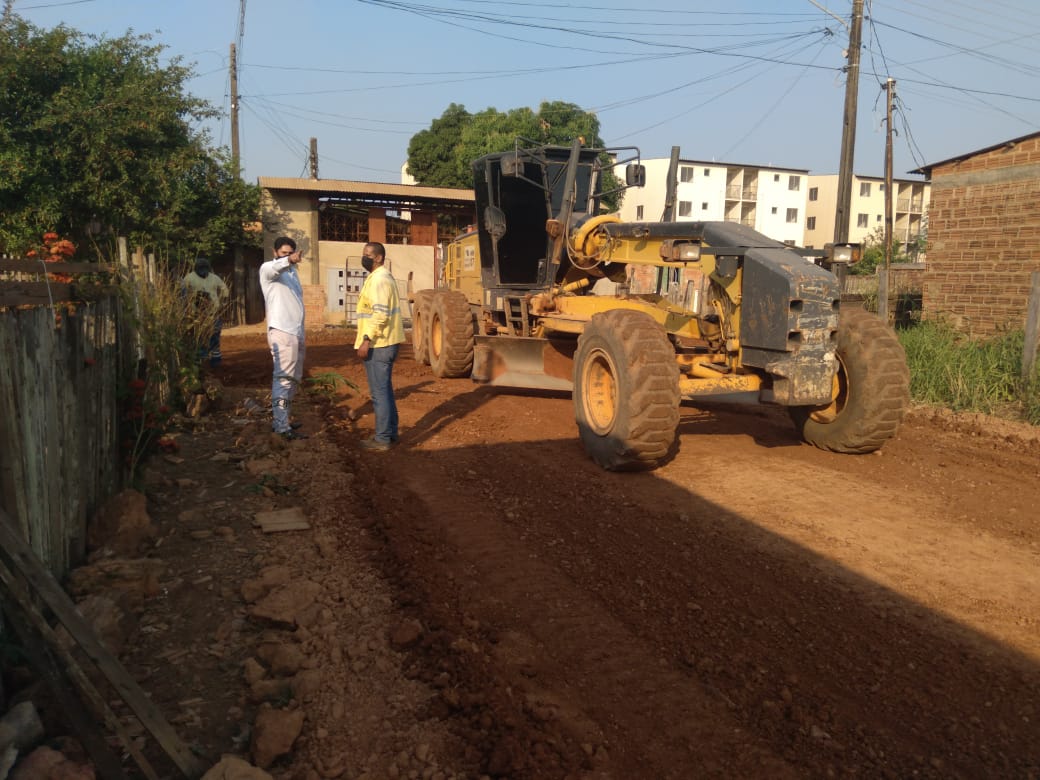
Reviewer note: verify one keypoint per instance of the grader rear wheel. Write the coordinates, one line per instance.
(626, 391)
(420, 327)
(872, 389)
(450, 335)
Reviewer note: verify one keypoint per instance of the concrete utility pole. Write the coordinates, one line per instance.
(890, 89)
(841, 216)
(235, 158)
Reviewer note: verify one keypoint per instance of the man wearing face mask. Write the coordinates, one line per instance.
(381, 331)
(283, 295)
(203, 285)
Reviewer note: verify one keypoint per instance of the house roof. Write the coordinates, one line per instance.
(927, 170)
(718, 163)
(373, 190)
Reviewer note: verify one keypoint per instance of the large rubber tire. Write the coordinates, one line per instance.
(420, 327)
(626, 391)
(872, 390)
(450, 335)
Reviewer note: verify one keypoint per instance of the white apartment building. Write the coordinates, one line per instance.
(771, 200)
(910, 198)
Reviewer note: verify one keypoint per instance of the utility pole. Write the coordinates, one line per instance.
(841, 216)
(890, 89)
(235, 158)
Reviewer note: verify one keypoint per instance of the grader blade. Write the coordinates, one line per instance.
(522, 362)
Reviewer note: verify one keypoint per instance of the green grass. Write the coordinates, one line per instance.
(951, 370)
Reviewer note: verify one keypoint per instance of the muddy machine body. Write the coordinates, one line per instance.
(633, 318)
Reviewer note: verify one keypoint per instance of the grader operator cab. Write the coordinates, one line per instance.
(632, 318)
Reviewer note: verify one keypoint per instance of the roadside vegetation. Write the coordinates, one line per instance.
(949, 369)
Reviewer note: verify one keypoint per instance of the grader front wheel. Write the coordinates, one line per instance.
(872, 389)
(420, 327)
(626, 391)
(450, 335)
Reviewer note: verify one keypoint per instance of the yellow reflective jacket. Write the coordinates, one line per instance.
(379, 310)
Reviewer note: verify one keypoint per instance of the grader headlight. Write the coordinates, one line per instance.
(680, 252)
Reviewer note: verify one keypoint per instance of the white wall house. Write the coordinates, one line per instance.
(771, 200)
(910, 199)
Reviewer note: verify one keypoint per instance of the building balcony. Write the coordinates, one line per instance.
(737, 192)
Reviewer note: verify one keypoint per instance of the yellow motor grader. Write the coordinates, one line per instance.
(632, 318)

Exercise:
Put every line of the records above into a numbered list, skipping any blank lines and omitting the pictures.

Output for this task:
1. Reviewer note: verify one keypoint per instance of the grader rear wheel. Write the coordinates, one line per instance.
2. (626, 391)
3. (420, 327)
4. (872, 389)
5. (450, 335)
6. Reviewer note: verify one keypoint per instance of the concrete utility pole. Write the coordinates, one line per instance.
7. (890, 89)
8. (841, 216)
9. (235, 158)
10. Reviewer note: verify one keypoint per instance of the man wearing face mask. Write the coordinates, one line per instance.
11. (381, 331)
12. (283, 295)
13. (203, 285)
14. Reviewer note: verify one keypoint per instance of the house roof. Write the coordinates, one line per instance.
15. (927, 170)
16. (718, 163)
17. (373, 190)
18. Reviewer note: verify one keypoint per instance of the large rubber tire. Write the coordinates, one line per instance.
19. (420, 327)
20. (626, 391)
21. (872, 390)
22. (450, 335)
23. Reviewer note: verify one keypoint per instance of the white apartment building. Write the coordinates, one line per instance.
24. (771, 200)
25. (910, 198)
26. Reviewer note: verify one keypoint per instance of the utility pole. Write the coordinates, one line per instance.
27. (841, 216)
28. (890, 89)
29. (235, 158)
30. Reviewer note: verify one keypoint per instance of the grader blade. Write the coordinates, one line per instance.
31. (522, 362)
32. Reviewer note: verify one keypoint per instance of the green grass. Write the coordinates, one line per instance.
33. (951, 370)
34. Reviewer note: verify one keypoint per instance of the muddy machine body. Write the coordinates, one line per instance.
35. (633, 318)
36. Reviewer note: verify one keypoint per instance of the grader operator cab. Write the coordinates, one line per instance.
37. (632, 318)
38. Reviewer note: verify one keypoint per instance of the roadside vegetation. Write the coordinates, one line per instance.
39. (949, 369)
40. Reviewer note: verify one keypoint per instance of the grader front wheel. Write the coordinates, one line per instance.
41. (872, 389)
42. (420, 327)
43. (626, 391)
44. (450, 335)
45. Reviewer note: verify one keypoint per instance of the yellow reflective jacket. Write the coordinates, one line per instance.
46. (379, 310)
47. Reviewer note: verify one keypoint per instance of the grader headlight. Write the coordinates, one line per instance.
48. (680, 252)
49. Reviewer note: verify one keypoint per instance of the white wall house. Write the coordinates, one line per instance.
50. (771, 200)
51. (910, 199)
52. Reviewer note: verify one keypoint per instance of the building balcony. Write the coordinates, one line per instance.
53. (737, 192)
54. Reviewer note: verify one keypoint per instance of the yellow motor grader. Write the coordinates, one line per instance.
55. (632, 318)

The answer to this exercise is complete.